### Text provided
Mr. UNDERWOOD. Mr. Speaker, thank you for allowing me the opportunity to comment in support of H.R. 3767, a bill which will make permanent the Visa Waiver Program Act. The original program allowed visitors from certain foreign countries to enter the United States and the Territories without having to apply for a visa.
Since the program expired on April 30 of this year, visitors to Guam from Japan and other countries covered under the program, have entered the island under INS paroling rules. This has created a burden of additional paperwork for INS agents to process; and, as a consequence, visitors are enduring longer lines in immigration. The average waiting period for processing ballooned from 45 minutes to up to 4 hours. Imagine yourself as a visitor traveling from Japan for 3 hours then waiting in line for an additional 4 hours to process through immigration before your able to leave the airport and begin your vacation. This is a reality that some visitors to Guam have had to endure.
This program is crucial to the success of American communities that rely on tourism as their main source of revenue. For 14 years the program has soundly demonstrated its ability to expand our travel and tourism base and aid our country's economic growth. Indeed, Guam has itself reaped the benefits of this program, alleviating the process for applying for a visa to certain visitors traveling to the United States for business or pleasure.
Since 1988, travel to the United States from foreign countries has consistently risen each year. International travel has given our country a trade surplus within the tourism industry totaling as much as
$26 billion in 1996. It is clear that with revenues like this, we should make the Visit Waiver Program permanent.
Mr. Speaker, I urge the passage today of H.R. 3767, the Visa Waiver Permanent Program Act, which is instrumental to continuing the prosperity of our nations' economy, including my home island of Guam.
Mr. CONYERS. Mr. Speaker, on April 11, 2000, the House passed H.R. 3767, the Visa Waiver Permanent Program Act, which included an amendment I offered during the Judiciary Committee markup. My amendment prohibits the use of visa refusal rates to disqualify countries from the visa waiver program when visa refusals are based on the discriminatory practices of the adjudicating Consulate. The amendment as passed by both the committee and the House ensures that Consulates and Embassies abroad adjudicate visa applications based on the merits of the applications, and not on the basis of ``race, sex, sexual orientation, or disability.'' Unfortunately, this bill's Senate counterpart has been held up in large part because of opposition to my amendment by the senior Senator from North Carolina and others in the Senate majority.

### Required tasks
**a.** In the House floor remarks on the visa waiver bill, how much did the average immigration processing time for visitors to Guam increase?
**b.** From the House floor remarks on the visa waiver bill, extract the passage starting at "Mr. UNDERWOOD. Mr." and ending at "for a visa.".
**c.** Write what comes next in the House floor remarks on the visa waiver bill, picking up after their final sentence.

Stored entries

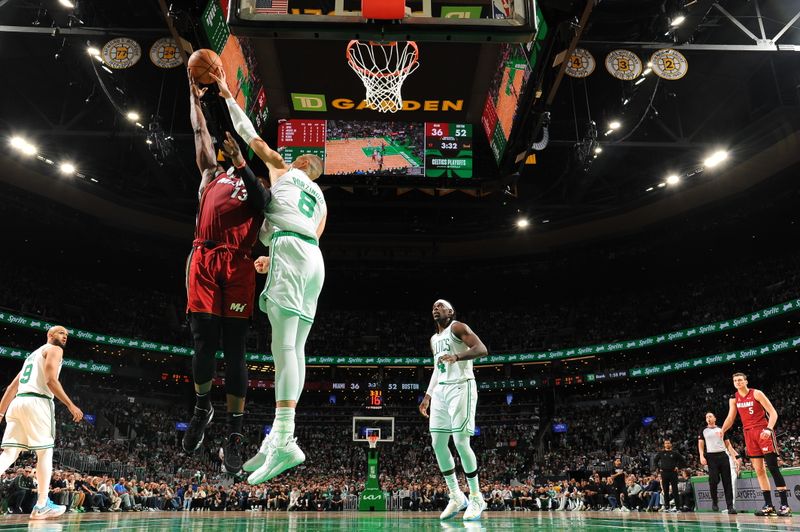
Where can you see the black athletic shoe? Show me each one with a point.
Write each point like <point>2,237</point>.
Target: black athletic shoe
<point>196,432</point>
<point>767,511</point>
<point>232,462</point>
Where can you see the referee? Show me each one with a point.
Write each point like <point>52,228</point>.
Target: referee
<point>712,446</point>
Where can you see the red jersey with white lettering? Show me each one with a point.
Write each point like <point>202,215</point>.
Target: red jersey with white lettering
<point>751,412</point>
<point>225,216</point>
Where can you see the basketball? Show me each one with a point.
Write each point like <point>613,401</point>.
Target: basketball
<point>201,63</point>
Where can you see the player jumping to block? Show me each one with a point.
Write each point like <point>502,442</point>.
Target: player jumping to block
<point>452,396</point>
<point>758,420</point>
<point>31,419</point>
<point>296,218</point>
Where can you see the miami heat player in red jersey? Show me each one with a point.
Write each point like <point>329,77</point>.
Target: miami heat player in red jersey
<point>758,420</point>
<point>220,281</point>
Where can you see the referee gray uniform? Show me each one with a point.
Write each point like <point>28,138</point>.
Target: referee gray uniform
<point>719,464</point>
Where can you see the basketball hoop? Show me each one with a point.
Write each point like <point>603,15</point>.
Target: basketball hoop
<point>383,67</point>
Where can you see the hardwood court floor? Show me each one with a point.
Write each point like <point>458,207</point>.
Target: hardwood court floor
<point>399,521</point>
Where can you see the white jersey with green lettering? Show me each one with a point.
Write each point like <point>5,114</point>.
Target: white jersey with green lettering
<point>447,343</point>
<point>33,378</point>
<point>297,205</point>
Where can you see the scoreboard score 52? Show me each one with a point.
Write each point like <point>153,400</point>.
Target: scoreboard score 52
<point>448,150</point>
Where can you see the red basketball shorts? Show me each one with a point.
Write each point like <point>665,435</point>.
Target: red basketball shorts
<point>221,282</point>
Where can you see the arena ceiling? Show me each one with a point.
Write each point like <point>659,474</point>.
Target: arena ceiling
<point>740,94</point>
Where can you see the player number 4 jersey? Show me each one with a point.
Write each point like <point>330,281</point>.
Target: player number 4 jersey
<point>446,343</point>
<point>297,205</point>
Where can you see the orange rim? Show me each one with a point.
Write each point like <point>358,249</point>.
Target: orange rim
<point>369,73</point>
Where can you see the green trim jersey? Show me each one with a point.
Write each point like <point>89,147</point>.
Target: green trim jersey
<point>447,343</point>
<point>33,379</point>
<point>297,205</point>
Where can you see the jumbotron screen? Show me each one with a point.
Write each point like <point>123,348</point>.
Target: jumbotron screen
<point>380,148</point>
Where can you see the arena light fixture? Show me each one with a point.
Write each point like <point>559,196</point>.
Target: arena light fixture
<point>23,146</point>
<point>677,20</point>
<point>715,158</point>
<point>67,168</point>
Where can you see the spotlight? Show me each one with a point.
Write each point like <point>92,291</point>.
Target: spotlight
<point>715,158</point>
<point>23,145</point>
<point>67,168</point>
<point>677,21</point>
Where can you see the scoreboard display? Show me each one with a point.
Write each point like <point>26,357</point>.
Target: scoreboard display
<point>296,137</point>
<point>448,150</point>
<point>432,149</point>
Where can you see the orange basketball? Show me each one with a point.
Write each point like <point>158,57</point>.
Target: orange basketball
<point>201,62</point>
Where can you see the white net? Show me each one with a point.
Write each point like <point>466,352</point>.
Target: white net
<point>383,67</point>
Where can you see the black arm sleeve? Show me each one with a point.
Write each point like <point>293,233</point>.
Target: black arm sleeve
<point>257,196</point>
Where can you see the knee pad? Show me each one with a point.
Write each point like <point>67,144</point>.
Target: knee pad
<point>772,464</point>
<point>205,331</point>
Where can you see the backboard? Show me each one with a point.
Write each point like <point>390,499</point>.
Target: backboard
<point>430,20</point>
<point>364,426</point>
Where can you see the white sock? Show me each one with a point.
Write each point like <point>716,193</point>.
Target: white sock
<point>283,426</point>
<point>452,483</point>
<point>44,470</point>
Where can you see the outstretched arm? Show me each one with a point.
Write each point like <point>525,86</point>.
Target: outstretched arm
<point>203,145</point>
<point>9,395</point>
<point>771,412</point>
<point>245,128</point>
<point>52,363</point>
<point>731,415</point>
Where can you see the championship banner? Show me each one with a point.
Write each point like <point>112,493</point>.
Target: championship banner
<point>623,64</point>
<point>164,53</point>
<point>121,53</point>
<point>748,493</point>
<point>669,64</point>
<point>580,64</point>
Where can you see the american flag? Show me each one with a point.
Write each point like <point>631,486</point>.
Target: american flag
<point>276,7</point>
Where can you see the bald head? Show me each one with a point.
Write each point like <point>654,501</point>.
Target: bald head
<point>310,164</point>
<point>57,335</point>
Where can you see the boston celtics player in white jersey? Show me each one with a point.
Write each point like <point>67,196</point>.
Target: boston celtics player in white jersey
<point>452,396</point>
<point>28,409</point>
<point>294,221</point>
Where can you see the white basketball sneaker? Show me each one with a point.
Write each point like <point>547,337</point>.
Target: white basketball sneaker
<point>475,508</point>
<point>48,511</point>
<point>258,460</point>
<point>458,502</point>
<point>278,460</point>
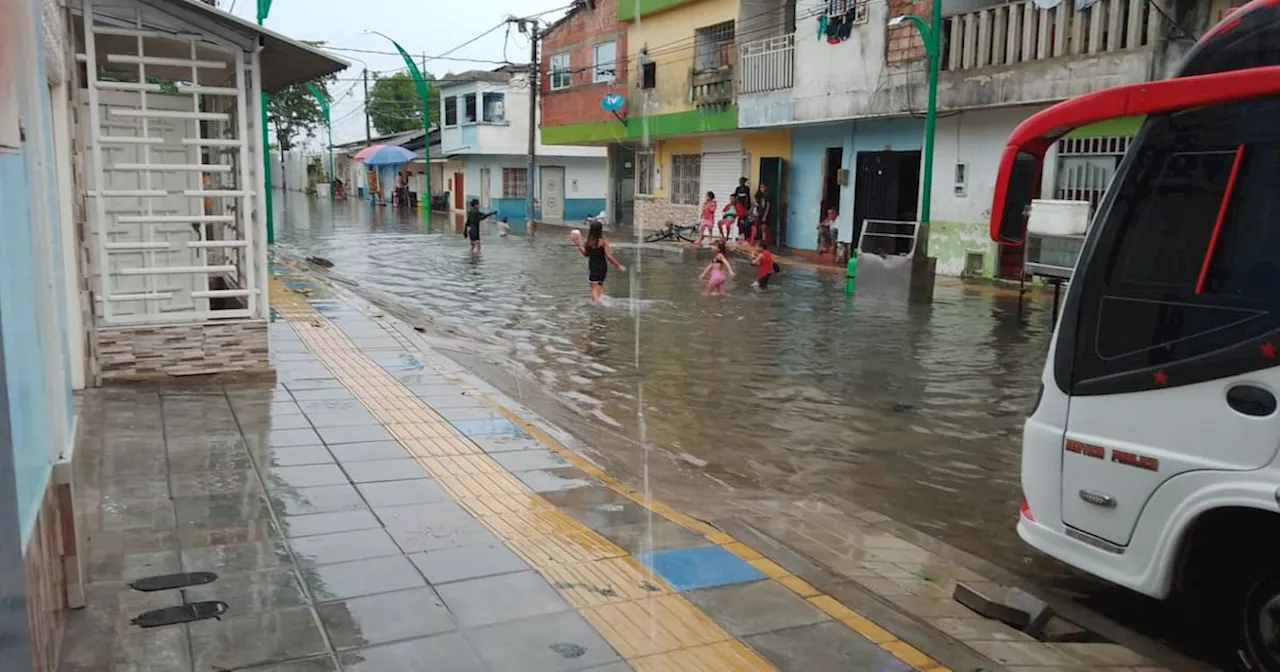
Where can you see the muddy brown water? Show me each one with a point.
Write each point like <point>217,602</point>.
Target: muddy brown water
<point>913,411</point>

### Response list
**a.** It went from 45 minutes to as much as 4 hours.

**b.**
Mr. UNDERWOOD. Mr. Speaker, thank you for allowing me the opportunity to comment in support of H.R. 3767, a bill which will make permanent the Visa Waiver Program Act. The original program allowed visitors from certain foreign countries to enter the United States and the Territories without having to apply for a visa.

**c.**
In an effort to reach a compromise, the Senate bill retains my amendment, except for the prohibition of discrimination on the basis of sexual orientation. In addition, the Senate amendment provides that:
No court shall have jurisdiction under [the Conyers' amendment] to review any visa refusal or the Secretary's computation of the visa refusal rate.
I would have preferred that these changes not have been made, but, given the lateness in the session and the importance of the visa waiver program being extended, I am willing to support the legislation before us.
The impetus for the amendment was U.S. District Court Judge Stanley Sporkin's decisive findings in the case of Olden versus Albright in December 1997 that the U.S. Consulate General in Sao Paulo, Brazil, based its nonimmigrant visa determinations in large part on the applicants' race, ethnicity or national origin. For example, Korean and Chinese nationals were rarely issued visas unless they were older and had previously received a visa. According to the Consular Section Head,
``Filipinos and Nigerians have high fraud rates, and their applications should be viewed with extreme suspicion, while British and Japanese citizens rarely overstay, and generally require less scrutiny.'' Further, identifying cities ``known for fraud'' (most with predominantly black populations), the Consulate's manual stated that
``anyone born in these locations is suspect unless older, well-
traveled, etc.''
Judge Sporkin correctly stated:
The principle that government must not discriminate against particular individuals because of the color of their skin or the place of their birth means that the use of generalizations based on these factors is unfair and unjustified.
When, as in the Olsen case, that discriminatory profiling is occurring and where it occurs at the Federal level, it is particularly important that Congress act to prevent further discrimination.
Notwithstanding the Senate's revision to the bill, the final language makes it clear to the U.S. Consulates and Embassies abroad that it is a violation of U.S. law for visa refusals to occur based on generalizations that by their very nature are not applicable to the individual application. The revised language continues to ensure that Embassies and Consulates adjudicate visas based on the merits of the applications, and not on the basis of irrelevant and harmful discriminatory stereotypes. Further, the Olson decision continues to stand for the legal proposition that the use of generalizations based on race, sex, and disability (as well as sexual orientation, nationality, place of birth, and place of residence) is unfair, unjustified, and contrary to law.
The amendment added in the Senate will have no practical legal effect and I understand from my Senate colleagues that it is merely a symbolic gesture. Nonetheless, court stripping provisions, whether symbolic or not, is contrary to our democratic principles. I hesitate before supporting another bill out of this Congress that removes the ability of immigrants to have administrative determinations reviewed by a court. It seems to me ironic that our Republican friends demanded only a short while ago that Elian Gonzalez be afforded the right of judicial review. These demands must also have been only symbolic.
The bill passed by the Senate also includes a new title III to permit INTELSAT's foreign employees to maintain their nonimmigrant status notwithstanding the organization's privatization. At the present time, INTELSAT's foreign employees are in a visa status based on their employment by an international organization. After INTELSAT privatizes, its current employees will no longer be eligible to maintain their current visa status without this change in the law. the purpose of title III is not to give INTELSAT an unfair advantage with regard to its hiring practices as compared with its competitors. Let me just clarify my understanding of two references within Title III.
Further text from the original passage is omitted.